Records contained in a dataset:
####################
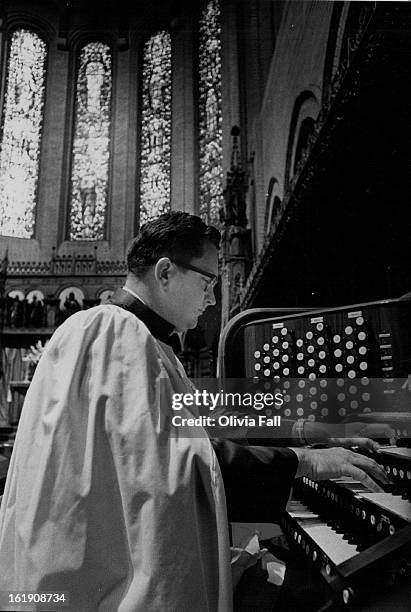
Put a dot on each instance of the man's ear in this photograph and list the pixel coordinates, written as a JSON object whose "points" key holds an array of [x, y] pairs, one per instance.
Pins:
{"points": [[163, 270]]}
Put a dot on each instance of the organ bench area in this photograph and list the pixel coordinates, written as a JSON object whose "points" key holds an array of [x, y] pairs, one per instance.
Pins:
{"points": [[340, 365]]}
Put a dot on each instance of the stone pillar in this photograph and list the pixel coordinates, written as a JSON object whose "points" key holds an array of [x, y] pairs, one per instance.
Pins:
{"points": [[236, 248]]}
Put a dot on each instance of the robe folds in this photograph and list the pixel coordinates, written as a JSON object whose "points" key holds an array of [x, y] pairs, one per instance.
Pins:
{"points": [[105, 500]]}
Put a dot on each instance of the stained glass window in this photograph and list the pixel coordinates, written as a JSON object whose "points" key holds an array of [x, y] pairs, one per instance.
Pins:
{"points": [[21, 137], [91, 144], [210, 115], [156, 127]]}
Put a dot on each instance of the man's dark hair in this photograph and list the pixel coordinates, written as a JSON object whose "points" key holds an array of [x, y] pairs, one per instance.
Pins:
{"points": [[177, 235]]}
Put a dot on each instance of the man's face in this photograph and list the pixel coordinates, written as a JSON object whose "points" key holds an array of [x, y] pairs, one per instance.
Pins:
{"points": [[190, 293]]}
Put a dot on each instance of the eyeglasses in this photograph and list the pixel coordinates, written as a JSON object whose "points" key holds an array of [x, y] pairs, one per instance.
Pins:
{"points": [[211, 283]]}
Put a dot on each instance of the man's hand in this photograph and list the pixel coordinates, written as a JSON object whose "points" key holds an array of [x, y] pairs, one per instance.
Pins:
{"points": [[336, 462], [348, 435]]}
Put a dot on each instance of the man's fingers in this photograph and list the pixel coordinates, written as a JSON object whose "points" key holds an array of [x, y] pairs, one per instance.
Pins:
{"points": [[370, 466], [357, 474], [361, 442]]}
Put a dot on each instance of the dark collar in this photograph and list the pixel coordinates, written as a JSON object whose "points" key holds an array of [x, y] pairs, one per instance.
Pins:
{"points": [[159, 327]]}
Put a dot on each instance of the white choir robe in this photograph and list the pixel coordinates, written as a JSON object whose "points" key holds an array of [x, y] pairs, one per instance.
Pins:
{"points": [[105, 499]]}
####################
▶ **Problem to work on**
Each line in the records above that contains the word "dark" must be copied.

▶ **Response**
Put a dot on each instance of the man's dark hair in this photograph and list the pixel coordinates, written as a JSON object whose "points" key holds an array of [x, y] pairs, one per instance.
Put a dot on each instance of the dark collar in this photograph and list the pixel coordinates, written as a JSON object whose "points" key holds an array of [x, y] pairs, one per instance.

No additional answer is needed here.